• _Stored data_
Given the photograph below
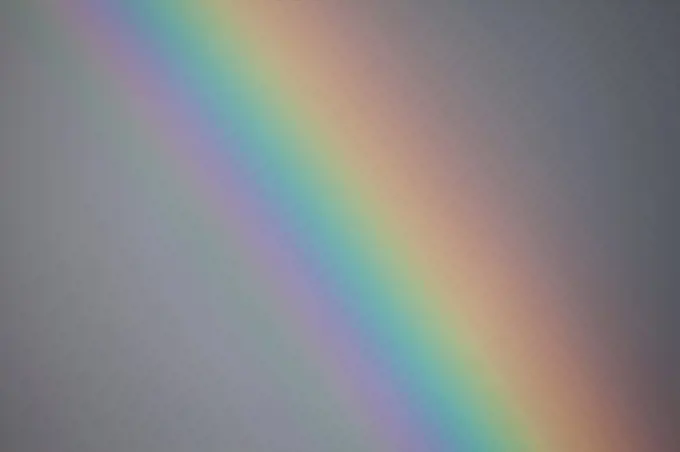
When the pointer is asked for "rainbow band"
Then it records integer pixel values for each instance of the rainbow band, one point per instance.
(383, 266)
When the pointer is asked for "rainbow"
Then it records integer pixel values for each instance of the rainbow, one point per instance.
(433, 325)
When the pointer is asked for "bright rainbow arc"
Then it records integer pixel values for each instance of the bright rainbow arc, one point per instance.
(345, 206)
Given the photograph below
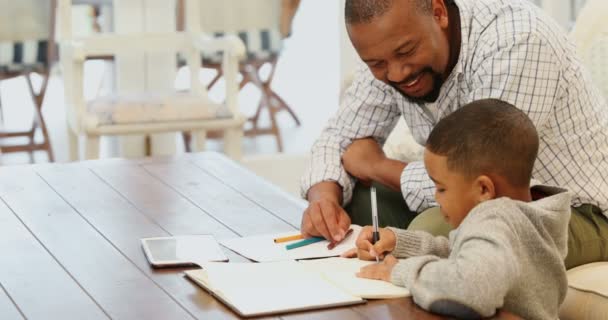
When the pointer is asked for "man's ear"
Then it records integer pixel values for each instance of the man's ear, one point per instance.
(440, 12)
(486, 188)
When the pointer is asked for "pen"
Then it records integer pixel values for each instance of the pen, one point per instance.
(288, 238)
(375, 234)
(333, 244)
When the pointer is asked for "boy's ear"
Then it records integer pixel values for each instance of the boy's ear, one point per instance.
(486, 188)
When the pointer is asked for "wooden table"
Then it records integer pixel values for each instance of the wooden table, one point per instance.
(69, 237)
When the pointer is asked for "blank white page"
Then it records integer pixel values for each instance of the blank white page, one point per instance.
(253, 289)
(342, 272)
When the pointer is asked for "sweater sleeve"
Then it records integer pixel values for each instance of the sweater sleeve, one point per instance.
(472, 282)
(412, 243)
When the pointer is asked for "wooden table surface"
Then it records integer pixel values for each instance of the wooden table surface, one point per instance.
(70, 237)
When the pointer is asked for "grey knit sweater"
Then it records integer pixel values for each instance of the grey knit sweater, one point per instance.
(506, 254)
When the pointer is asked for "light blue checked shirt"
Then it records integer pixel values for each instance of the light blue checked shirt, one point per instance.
(510, 51)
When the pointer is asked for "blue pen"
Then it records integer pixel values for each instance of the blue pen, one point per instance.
(304, 242)
(375, 234)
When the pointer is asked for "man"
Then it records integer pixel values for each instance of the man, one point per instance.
(426, 58)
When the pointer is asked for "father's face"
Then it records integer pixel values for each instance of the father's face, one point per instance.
(406, 48)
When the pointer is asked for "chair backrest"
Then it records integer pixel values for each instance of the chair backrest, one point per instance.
(26, 29)
(111, 44)
(23, 20)
(261, 24)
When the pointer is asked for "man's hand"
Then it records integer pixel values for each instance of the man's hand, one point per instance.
(324, 215)
(365, 250)
(361, 158)
(379, 271)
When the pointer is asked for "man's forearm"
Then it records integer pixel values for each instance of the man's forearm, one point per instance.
(325, 189)
(388, 172)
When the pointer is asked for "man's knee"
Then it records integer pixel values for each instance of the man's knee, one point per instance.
(432, 221)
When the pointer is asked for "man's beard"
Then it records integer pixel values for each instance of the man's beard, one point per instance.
(427, 98)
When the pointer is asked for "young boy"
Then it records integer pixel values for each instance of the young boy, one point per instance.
(506, 251)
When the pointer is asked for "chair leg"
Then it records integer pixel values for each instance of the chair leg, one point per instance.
(215, 79)
(200, 140)
(187, 136)
(283, 105)
(274, 128)
(74, 142)
(233, 143)
(38, 119)
(91, 147)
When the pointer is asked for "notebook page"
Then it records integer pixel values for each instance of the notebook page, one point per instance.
(267, 288)
(342, 272)
(263, 249)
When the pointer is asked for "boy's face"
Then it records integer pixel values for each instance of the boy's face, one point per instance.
(455, 193)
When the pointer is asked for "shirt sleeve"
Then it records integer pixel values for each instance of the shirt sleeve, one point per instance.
(412, 243)
(522, 70)
(417, 187)
(472, 282)
(368, 109)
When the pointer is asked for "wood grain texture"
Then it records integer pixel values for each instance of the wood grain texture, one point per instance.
(112, 280)
(34, 279)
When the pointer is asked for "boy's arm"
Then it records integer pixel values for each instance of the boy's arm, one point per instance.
(471, 283)
(418, 243)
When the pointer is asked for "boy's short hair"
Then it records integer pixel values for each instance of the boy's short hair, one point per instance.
(487, 136)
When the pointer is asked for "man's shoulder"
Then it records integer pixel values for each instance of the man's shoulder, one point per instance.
(506, 21)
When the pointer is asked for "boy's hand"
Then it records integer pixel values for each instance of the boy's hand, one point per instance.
(379, 271)
(366, 251)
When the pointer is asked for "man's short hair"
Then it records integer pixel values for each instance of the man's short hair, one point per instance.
(487, 136)
(364, 11)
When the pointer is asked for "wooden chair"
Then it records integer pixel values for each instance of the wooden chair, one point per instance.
(262, 25)
(27, 46)
(146, 113)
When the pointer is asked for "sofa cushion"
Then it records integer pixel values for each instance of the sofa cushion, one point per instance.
(587, 297)
(259, 43)
(150, 108)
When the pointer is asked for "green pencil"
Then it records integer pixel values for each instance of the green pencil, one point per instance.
(304, 242)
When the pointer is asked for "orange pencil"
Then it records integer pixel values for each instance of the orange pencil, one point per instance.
(289, 238)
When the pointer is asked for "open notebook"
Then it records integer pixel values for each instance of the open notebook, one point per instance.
(255, 289)
(262, 248)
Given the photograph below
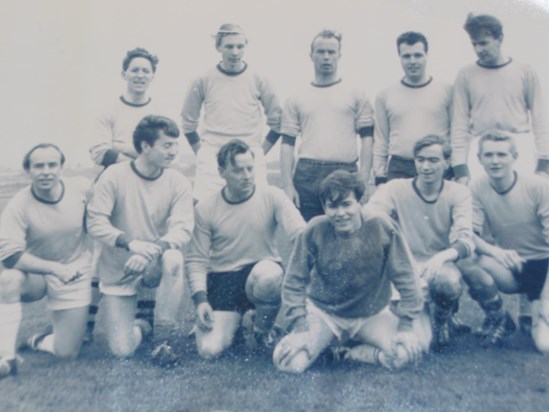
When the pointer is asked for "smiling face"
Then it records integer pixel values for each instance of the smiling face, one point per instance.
(138, 76)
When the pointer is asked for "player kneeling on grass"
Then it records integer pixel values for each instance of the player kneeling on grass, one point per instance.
(513, 210)
(45, 251)
(338, 286)
(141, 213)
(233, 263)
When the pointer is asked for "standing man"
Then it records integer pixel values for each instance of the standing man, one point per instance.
(435, 217)
(415, 107)
(233, 97)
(141, 213)
(45, 251)
(233, 265)
(328, 115)
(513, 208)
(338, 286)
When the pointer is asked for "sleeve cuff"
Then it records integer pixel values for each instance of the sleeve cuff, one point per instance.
(287, 139)
(12, 260)
(109, 158)
(192, 137)
(200, 297)
(460, 171)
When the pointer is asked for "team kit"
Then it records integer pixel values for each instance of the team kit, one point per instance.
(375, 274)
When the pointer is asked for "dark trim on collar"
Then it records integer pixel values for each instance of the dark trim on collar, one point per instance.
(222, 70)
(142, 176)
(416, 86)
(504, 192)
(499, 66)
(235, 203)
(414, 185)
(123, 100)
(50, 202)
(326, 85)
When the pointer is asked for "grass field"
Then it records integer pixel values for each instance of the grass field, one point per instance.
(463, 378)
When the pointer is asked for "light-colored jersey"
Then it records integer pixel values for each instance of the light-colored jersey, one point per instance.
(428, 226)
(328, 120)
(507, 97)
(232, 107)
(517, 219)
(228, 236)
(115, 126)
(51, 231)
(405, 114)
(140, 208)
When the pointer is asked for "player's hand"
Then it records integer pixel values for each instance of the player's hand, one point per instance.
(204, 316)
(291, 345)
(509, 259)
(149, 250)
(65, 273)
(135, 265)
(292, 195)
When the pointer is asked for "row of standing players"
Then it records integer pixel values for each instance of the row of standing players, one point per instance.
(235, 223)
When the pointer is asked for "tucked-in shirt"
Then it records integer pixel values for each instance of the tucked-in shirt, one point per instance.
(328, 120)
(126, 203)
(517, 219)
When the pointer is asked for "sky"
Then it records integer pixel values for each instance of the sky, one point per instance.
(61, 59)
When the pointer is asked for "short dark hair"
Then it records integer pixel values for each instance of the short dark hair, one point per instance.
(139, 52)
(430, 140)
(26, 158)
(229, 150)
(338, 185)
(410, 38)
(149, 127)
(497, 136)
(328, 34)
(477, 24)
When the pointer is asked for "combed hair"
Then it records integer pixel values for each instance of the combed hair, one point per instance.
(149, 128)
(139, 52)
(477, 24)
(432, 139)
(339, 184)
(229, 150)
(26, 158)
(410, 38)
(497, 136)
(328, 34)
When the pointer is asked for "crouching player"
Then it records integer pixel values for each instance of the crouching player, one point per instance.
(233, 263)
(513, 210)
(141, 213)
(45, 251)
(338, 286)
(436, 219)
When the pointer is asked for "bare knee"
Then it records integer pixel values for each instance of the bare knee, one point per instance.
(265, 282)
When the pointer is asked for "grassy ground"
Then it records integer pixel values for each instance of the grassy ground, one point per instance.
(463, 378)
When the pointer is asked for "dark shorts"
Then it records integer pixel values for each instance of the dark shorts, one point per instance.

• _WORK TO BE COMPLETED_
Reproduce exactly the stretch of lines that starts at the one containing "tucked-in shirt, one point per instance." and ends with the final line of the data, including both ends and nothing more.

• _RESPONSE BELOW_
Then it records integer pixel values for each instance of the tucked-in shirt, one point per instance.
(328, 120)
(126, 203)
(517, 219)
When the pointer is asked for "sky"
Then it records integer pixel values for each instance of the sky, one point per instance.
(61, 59)
When the pointer is asked for "short dark hair"
Then it records integer pixel values for each instance of the short dark hair, one point per instance.
(139, 52)
(430, 140)
(26, 158)
(229, 150)
(338, 185)
(410, 38)
(149, 127)
(497, 136)
(328, 34)
(477, 24)
When the pointer is asked for "combed hair"
Then it records integer pixel values for each instance of the combed hair, one point per instance.
(149, 128)
(139, 52)
(477, 24)
(432, 139)
(339, 184)
(229, 150)
(26, 158)
(410, 38)
(497, 136)
(328, 34)
When the pointer is asked for "crouching player"
Then it records integer pixel values for each instance of the crouching player, one point per instance.
(233, 263)
(513, 210)
(141, 213)
(45, 251)
(338, 286)
(436, 219)
When the pointer is asked for "bare knee"
Then it records integer pixel values for each instance of the bare knee, one point per instance.
(265, 282)
When the pointer is asked for "grassy ground"
Then it records integer pixel values for each instance of the grassy ground, one point per instance.
(463, 378)
When the pointer is asked for "dark shorts"
Then it records integer pixel values for each instance of the dark shorts, one point per instance.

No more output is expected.